-------- Exercise passage --------

Black Lives Matter: the proposition, the organization, and the movement

We must assess three issues surrounding the Black Lives Movement (BLM) if we are to understand and respond to it. These are the proposition, the organization, and the movement itself.

One must strain to find anything objectionable with the proposition that “black lives matter.” It ought to be obvious that the lives of blacks matter, because blacks are human beings made in the image and likeness of God. They matter because they are human, just as the members of every other human racial group matter. In effect, race itself is a social construct that magnifies certain biological differences but cannot create a break in nature. Humans remain humans regardless of divisions that have been created over the course of history. Blacks are among the natural sons and daughters of God, with an ineradicable intrinsic dignity. The intrinsic dignity of blacks is a truth based on the general idea of human worth.

At certain times, emphasizing one subset of humanity might assist us in addressing practical realities. A good example is when we say that the unborn matter. That statement is not exclusive, as if to imply that people who have been born are not important. Some situations demand specificity.

Still, we might ask if an otherwise unobjectionable proposition like “Black Lives Matter” can be misused. One possibility is that one means to say that only blacks matter. One might betray this by trying to prevent others from focusing on other subgroups, by demanding that everyone focus only on one’s own agenda. For example, attacking those who say “Blue Lives Matter” as more police officers are killed or attacked in the line of duty would seem to imply opposition to highlighting the problems of any other group. When one group wants to fill all of the air in the public square, especially in a pluralistic society, we must be careful about the agenda that might lie behind it. In short, the proposition “Black Lives Matter” is unobjectionable and true, but it can be misused.

When we move from the proposition to the BLM organization, however, things get more complicated. The organization has loaded the phrase with its own ideology. Historically, BLM created its slogan within the ideological context of Marxism-Leninism. Its origin expressed this basic ideological framework through its focus on race, gender, and economic issues as understood by radical progressive politics. It was not human dignity, the natural law, special Christian revelation, Christian anthropology, or basic historic understandings of justice that gave rise to the slogan. It was the plight of blacks filtered through the prism of a detrimental secular ideology that motivated the creation of a social media campaign.

-------- Data supplied --------

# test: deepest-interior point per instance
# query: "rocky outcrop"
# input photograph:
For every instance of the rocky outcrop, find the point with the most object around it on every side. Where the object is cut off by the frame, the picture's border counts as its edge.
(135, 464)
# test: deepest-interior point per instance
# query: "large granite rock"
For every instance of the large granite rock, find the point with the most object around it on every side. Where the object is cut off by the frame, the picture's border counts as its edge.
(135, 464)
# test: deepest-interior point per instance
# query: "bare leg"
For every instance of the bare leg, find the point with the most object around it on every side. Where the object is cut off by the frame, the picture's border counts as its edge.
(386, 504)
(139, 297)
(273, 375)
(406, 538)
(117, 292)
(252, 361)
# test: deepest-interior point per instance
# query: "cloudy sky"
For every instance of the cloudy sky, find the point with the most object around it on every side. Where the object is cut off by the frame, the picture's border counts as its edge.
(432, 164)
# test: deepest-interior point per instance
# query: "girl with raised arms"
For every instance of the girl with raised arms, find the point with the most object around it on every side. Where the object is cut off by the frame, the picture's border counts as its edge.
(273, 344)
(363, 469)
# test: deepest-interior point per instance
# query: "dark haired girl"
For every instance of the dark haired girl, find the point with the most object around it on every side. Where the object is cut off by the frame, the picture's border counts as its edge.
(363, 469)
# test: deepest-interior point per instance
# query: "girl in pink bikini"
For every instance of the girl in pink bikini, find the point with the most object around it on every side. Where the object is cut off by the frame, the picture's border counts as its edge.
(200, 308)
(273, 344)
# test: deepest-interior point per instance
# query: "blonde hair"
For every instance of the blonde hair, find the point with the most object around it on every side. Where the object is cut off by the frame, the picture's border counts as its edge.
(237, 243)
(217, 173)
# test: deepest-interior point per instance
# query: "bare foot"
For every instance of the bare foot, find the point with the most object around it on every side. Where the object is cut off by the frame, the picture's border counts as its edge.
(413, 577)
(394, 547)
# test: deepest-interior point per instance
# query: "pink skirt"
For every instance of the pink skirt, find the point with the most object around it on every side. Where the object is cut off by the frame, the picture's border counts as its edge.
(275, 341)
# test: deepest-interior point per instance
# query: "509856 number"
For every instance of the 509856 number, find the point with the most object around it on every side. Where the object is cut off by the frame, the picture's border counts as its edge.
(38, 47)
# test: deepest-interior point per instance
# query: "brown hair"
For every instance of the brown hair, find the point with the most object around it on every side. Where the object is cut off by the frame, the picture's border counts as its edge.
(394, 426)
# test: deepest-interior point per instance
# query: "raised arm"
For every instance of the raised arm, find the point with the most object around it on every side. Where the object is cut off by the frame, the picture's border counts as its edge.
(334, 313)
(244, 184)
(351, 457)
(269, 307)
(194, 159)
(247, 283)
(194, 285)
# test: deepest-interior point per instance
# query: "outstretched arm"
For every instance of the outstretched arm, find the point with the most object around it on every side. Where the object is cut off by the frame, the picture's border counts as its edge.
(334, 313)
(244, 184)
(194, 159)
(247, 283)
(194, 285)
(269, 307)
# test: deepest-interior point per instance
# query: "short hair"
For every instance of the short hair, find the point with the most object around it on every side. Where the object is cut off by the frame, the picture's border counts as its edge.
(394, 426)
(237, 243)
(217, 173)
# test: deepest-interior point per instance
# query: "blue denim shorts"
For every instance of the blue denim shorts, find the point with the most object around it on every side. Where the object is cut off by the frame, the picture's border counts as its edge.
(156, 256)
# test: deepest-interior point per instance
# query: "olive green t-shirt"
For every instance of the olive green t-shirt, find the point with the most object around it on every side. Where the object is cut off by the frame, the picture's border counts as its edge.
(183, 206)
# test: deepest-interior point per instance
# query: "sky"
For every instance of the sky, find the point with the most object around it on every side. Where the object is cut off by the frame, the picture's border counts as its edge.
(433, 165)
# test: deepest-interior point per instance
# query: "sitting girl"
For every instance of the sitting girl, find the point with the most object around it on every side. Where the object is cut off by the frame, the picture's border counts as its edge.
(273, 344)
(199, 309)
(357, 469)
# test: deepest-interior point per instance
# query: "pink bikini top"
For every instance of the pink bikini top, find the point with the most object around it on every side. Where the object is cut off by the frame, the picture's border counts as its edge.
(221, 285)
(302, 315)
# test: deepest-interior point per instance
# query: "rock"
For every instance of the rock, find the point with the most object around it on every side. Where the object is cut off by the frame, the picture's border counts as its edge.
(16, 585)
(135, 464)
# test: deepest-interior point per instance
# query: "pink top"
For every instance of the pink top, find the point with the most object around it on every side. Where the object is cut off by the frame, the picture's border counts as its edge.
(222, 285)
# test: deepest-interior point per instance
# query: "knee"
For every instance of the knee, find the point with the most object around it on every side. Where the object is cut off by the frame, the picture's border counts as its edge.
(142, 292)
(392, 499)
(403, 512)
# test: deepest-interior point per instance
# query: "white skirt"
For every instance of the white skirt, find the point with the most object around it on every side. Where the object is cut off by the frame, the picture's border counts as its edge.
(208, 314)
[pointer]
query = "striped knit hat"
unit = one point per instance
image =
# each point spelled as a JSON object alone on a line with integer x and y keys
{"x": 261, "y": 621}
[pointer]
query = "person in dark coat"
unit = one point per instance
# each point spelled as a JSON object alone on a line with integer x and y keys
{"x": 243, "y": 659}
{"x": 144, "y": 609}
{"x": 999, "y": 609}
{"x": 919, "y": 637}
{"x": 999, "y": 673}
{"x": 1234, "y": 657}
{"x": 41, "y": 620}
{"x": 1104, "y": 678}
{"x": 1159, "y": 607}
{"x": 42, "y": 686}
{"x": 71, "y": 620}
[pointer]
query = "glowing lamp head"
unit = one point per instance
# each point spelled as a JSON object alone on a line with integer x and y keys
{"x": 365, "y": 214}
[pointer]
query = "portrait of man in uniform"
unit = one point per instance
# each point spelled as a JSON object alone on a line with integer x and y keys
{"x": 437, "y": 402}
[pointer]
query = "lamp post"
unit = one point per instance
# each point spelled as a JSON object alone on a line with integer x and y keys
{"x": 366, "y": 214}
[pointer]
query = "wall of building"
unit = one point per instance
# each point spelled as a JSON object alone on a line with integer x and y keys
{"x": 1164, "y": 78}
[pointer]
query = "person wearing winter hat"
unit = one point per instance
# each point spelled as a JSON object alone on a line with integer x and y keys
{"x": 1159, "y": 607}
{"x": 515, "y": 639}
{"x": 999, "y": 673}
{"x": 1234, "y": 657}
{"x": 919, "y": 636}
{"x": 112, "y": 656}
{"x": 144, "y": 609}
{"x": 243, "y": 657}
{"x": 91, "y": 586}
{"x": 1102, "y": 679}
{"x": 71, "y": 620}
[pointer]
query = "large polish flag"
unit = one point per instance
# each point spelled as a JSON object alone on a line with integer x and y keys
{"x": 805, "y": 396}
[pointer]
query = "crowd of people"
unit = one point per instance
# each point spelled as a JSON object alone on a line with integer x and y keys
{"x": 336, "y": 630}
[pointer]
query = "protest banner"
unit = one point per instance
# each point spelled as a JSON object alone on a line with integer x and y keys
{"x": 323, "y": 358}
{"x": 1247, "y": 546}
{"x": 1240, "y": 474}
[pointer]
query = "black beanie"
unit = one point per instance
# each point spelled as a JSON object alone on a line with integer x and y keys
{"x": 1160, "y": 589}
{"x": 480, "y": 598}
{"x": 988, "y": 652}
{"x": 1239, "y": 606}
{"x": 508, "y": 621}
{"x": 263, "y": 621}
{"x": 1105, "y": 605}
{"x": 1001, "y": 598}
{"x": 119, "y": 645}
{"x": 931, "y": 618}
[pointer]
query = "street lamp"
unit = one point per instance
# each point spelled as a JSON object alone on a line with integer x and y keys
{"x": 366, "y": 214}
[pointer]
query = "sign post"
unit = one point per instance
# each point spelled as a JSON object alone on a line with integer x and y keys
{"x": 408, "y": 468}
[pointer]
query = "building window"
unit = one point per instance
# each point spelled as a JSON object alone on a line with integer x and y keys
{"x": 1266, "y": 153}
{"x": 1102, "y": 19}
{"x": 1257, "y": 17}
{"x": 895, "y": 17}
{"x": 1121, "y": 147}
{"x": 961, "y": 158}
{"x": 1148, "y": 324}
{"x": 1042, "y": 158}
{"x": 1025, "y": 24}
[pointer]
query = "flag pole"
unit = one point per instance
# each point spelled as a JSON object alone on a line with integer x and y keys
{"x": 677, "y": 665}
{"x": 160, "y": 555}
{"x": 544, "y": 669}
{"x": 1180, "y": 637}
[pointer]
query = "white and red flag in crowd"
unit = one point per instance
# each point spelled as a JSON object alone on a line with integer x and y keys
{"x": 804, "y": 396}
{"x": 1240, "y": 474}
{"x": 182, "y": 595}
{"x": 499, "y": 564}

--------

◆ **Task instructions**
1) Reproduce, word for word, the part of the Black Lives Matter text starting with "Black Lives Matter: the" and going on through "the movement itself.".
2) In the Black Lives Matter text, within what ideological context did BLM historically create its slogan?

◆ **Solutions by task**
1)
Black Lives Matter: the proposition, the organization, and the movement

We must assess three issues surrounding the Black Lives Movement (BLM) if we are to understand and respond to it. These are the proposition, the organization, and the movement itself.

2) Marxism-Leninism.